··· Selected text ···
The video game industry witnessed a worse-than-expected decline in the month of March. According to the market research company, NPD Group, the U.S. retail sales of video games dropped 4.0% to $1.53 billion in March 2011 from the year-ago figure of $1.58 billion.
The analysts had projected software sales to decline in the range of 8.0%-10.0%, but the actual figures slipped 16.0% on a yearly basis to $735.4 million from last year’s $875.7 million. However, on the positive side, hardware sales rose 12.0% from the previous year and accessory sales were up 13.0% on a year-over-year basis.
The hardware sales of $494.5 million benefited from the launch of Nintendo 3DS, which released on March 27, 2011. However, Sony Corp’s (SNE) PSP and PS3 and Microsoft Corp’s (MSFT) Xbox 360 also did well.
Among some of the popular names on the software side, Nintendo’s titles, “Pokemon White” and “Pokemon Black” were adjudged the month’s top selling games.
“Homefront” from THQ came in third, while video game publisher Electronic Arts’ (ERTS) “Dragon Age II” took the fourth spot and “Crysis 2” debuted at the seventh spot.
However, Activision Blizzard’s (ATVI) popular title “Call of Duty: Black Ops” dropped to the fifth spot after a four-month stint at the number one position.
··· Items ···
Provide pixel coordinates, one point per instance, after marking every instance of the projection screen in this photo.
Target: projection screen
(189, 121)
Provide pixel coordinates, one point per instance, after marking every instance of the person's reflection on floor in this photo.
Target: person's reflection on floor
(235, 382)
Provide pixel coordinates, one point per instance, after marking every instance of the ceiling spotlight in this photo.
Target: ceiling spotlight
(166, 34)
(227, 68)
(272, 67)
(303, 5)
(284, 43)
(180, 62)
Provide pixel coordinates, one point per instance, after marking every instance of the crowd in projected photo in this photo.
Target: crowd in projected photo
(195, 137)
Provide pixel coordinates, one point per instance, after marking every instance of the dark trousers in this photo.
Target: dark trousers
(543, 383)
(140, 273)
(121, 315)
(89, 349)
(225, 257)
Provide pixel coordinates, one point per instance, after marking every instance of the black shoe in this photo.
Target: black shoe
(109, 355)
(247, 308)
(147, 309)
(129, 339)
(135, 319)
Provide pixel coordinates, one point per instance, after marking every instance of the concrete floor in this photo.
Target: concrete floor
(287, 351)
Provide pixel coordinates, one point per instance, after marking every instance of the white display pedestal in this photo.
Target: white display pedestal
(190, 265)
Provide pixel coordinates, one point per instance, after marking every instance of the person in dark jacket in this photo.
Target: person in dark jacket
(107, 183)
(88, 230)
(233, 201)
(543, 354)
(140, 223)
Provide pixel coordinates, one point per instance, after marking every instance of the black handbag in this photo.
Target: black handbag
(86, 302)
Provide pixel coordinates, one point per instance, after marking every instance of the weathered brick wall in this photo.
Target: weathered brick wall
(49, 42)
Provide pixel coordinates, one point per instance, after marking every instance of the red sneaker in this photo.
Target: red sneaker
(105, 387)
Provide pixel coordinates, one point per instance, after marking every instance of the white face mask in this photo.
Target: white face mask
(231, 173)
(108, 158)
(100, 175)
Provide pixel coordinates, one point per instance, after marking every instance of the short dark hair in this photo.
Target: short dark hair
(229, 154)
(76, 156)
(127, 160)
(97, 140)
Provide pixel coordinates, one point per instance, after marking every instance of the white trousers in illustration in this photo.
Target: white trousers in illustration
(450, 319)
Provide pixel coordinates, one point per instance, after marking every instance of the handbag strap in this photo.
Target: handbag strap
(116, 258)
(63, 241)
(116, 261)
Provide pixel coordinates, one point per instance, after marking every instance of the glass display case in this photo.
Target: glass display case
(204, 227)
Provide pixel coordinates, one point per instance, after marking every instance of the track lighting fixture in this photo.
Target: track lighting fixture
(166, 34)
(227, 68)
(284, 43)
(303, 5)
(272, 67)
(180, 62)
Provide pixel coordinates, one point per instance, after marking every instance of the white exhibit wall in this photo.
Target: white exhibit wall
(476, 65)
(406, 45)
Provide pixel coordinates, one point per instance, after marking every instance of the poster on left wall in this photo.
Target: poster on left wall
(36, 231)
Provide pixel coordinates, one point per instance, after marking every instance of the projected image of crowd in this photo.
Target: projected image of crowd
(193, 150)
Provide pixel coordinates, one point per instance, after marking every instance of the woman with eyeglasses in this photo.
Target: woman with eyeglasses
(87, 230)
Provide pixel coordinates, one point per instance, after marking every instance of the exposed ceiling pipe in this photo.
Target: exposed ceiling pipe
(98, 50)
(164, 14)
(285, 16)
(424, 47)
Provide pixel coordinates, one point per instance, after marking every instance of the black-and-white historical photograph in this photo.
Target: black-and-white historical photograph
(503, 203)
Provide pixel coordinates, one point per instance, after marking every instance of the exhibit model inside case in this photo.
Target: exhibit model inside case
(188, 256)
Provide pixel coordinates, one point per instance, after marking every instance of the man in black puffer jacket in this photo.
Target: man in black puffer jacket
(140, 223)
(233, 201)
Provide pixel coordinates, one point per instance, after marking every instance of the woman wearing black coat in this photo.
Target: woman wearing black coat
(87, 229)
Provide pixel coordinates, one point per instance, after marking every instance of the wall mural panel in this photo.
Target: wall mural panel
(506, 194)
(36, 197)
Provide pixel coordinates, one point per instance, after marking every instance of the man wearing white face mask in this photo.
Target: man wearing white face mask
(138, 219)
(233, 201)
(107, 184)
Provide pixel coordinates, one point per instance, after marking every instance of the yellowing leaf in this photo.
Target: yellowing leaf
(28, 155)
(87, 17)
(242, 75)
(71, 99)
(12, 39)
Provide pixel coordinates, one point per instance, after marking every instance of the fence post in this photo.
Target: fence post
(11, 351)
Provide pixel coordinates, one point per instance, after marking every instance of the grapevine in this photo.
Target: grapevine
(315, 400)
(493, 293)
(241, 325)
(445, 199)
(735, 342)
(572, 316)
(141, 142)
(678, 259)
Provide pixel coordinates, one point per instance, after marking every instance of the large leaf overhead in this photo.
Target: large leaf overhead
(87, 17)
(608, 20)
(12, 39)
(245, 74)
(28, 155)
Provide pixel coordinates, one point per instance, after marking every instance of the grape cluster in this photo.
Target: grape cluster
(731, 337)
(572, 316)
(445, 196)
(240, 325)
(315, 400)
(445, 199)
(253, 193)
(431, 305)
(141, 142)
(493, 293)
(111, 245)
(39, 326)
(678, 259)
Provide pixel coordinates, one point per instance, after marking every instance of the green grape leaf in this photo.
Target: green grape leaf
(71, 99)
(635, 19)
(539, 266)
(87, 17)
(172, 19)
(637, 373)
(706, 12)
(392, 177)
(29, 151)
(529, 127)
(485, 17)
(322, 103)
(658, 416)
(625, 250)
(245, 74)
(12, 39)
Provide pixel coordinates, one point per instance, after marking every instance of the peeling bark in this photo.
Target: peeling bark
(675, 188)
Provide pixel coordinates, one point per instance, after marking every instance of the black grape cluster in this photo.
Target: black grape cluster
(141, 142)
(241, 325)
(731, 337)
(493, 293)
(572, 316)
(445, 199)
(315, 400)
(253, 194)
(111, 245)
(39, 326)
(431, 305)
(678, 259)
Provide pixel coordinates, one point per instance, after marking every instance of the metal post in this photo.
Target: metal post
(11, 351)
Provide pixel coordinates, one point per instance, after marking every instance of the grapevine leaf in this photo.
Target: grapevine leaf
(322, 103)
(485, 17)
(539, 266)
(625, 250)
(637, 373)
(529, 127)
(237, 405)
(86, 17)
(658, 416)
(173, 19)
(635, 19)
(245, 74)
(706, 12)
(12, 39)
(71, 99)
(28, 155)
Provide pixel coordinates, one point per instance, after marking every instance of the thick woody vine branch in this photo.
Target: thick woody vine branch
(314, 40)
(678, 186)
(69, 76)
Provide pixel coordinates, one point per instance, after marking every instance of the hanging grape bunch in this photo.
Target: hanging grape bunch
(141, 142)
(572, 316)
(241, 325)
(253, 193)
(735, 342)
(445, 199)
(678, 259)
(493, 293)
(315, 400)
···
(Tasks to carry out):
1. In the article on March 2011 video game sales, which title fell to the fifth spot after four months at number one?
2. List every line of the entries that contains the string "short". Case counts.

(Problem solutions):
1. Activision Blizzard's "Call of Duty: Black Ops"

2.
Provide pixel coordinates, one point per instance, after marking every instance of the short dark hair in this photo.
Target: short dark hair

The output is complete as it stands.